◆ **Direction**:
Find each line in the listing below that contains the word "helmet" and copy it out.

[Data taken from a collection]
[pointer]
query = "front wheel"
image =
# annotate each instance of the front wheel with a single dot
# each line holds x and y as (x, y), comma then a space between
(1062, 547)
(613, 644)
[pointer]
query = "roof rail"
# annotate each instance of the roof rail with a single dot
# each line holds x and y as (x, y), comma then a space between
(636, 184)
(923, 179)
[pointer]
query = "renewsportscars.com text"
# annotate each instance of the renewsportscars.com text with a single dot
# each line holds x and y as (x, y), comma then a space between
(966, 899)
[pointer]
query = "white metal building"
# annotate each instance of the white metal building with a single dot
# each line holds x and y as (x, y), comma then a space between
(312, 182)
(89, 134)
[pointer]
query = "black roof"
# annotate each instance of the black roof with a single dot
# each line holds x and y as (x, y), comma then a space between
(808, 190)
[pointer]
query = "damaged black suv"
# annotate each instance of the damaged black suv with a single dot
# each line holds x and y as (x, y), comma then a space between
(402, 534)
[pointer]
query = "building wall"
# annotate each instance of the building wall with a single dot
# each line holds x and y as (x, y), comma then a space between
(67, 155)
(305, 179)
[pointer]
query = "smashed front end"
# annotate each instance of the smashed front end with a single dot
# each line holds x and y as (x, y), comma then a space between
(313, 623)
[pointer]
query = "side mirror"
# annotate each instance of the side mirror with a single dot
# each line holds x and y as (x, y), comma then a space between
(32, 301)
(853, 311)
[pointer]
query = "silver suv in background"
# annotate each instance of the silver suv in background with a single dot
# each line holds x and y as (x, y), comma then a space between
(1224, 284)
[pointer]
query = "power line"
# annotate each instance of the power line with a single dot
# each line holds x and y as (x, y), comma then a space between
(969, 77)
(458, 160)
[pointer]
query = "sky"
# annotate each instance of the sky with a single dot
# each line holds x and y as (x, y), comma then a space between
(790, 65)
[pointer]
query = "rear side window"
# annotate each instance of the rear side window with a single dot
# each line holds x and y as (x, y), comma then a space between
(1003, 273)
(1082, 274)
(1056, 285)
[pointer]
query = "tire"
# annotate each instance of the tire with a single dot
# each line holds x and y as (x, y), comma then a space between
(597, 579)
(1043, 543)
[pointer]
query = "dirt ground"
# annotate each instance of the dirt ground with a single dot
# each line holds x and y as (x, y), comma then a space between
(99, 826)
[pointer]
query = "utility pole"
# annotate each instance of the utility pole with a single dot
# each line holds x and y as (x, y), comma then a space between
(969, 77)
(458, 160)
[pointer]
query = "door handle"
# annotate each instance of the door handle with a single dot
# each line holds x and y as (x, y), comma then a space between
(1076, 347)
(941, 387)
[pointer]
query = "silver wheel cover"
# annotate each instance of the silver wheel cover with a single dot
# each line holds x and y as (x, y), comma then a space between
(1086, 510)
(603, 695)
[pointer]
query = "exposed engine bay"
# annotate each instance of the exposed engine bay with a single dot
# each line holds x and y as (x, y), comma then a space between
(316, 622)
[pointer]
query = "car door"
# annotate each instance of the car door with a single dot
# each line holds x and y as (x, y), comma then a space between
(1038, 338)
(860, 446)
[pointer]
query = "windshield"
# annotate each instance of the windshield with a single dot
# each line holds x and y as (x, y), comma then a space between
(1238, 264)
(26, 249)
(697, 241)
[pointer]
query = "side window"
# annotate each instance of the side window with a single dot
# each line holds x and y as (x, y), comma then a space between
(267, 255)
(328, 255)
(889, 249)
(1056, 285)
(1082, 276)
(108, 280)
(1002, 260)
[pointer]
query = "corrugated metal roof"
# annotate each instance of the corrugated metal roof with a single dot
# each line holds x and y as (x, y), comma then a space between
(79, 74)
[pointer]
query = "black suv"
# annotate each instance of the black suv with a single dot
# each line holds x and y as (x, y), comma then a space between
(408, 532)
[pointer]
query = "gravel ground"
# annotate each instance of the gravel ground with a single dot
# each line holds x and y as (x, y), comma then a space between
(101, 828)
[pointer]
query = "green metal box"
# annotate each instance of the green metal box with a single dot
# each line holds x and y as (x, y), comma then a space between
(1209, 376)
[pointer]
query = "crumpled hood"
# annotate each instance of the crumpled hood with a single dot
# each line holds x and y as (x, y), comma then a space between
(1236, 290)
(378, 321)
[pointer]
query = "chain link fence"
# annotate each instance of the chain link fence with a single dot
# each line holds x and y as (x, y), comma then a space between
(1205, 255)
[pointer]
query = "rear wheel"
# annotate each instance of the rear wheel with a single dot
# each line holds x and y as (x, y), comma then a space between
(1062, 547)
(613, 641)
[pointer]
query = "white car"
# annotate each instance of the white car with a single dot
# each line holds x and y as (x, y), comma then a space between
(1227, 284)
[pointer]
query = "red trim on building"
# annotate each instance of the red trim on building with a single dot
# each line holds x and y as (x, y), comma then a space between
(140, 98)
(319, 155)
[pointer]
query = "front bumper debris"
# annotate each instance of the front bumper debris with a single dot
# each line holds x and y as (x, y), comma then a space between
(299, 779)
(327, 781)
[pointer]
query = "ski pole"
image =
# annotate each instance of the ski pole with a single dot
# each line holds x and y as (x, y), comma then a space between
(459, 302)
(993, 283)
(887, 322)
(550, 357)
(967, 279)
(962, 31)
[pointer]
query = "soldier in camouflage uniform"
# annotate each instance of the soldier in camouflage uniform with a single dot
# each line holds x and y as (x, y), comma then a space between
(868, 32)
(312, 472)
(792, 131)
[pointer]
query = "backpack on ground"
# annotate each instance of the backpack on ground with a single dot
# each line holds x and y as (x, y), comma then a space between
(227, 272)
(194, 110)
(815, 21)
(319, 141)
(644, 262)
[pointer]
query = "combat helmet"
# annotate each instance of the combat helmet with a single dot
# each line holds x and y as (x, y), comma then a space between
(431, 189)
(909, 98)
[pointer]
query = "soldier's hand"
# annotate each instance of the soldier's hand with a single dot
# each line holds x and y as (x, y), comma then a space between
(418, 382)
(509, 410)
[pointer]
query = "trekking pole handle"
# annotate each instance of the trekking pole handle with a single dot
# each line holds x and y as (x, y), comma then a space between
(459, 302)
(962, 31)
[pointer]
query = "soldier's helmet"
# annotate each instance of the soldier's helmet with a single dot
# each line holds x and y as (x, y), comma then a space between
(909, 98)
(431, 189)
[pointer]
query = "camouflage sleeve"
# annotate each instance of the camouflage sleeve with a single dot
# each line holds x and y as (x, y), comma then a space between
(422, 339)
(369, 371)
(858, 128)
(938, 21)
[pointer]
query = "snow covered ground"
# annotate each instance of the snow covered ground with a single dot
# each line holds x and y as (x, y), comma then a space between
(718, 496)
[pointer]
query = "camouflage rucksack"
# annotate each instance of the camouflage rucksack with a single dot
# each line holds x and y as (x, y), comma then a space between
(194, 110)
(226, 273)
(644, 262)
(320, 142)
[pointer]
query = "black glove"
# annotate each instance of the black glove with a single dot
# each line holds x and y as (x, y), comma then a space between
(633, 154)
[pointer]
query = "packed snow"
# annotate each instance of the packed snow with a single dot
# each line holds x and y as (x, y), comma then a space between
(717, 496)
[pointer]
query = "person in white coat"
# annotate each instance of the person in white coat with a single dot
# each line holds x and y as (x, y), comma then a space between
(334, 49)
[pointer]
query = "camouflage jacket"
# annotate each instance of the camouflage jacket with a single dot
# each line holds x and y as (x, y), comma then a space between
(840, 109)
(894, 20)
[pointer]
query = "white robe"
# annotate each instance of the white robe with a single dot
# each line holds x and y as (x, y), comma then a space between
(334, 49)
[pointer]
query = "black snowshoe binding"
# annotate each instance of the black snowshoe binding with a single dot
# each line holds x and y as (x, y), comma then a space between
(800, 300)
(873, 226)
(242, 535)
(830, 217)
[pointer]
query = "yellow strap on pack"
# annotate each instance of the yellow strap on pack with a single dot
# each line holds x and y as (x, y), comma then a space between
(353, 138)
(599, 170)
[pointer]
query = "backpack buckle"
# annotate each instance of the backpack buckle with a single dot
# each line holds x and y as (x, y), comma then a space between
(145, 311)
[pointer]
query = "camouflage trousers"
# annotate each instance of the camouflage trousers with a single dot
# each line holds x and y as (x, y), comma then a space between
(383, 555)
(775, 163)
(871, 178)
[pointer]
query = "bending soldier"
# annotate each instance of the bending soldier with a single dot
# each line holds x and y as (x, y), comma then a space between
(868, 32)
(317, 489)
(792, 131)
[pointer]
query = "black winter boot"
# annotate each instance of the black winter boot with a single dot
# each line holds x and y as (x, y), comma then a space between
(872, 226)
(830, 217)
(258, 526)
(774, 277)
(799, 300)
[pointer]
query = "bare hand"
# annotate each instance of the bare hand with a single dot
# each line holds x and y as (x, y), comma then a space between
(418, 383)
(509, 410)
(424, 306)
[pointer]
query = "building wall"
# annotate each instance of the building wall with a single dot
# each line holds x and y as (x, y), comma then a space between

◆ **Answer in full**:
query = "combat helmet"
# annotate each instance of the combat helmet with a single dot
query = "soldier's helmet"
# annotate each instance of the soldier's helmet with a single dot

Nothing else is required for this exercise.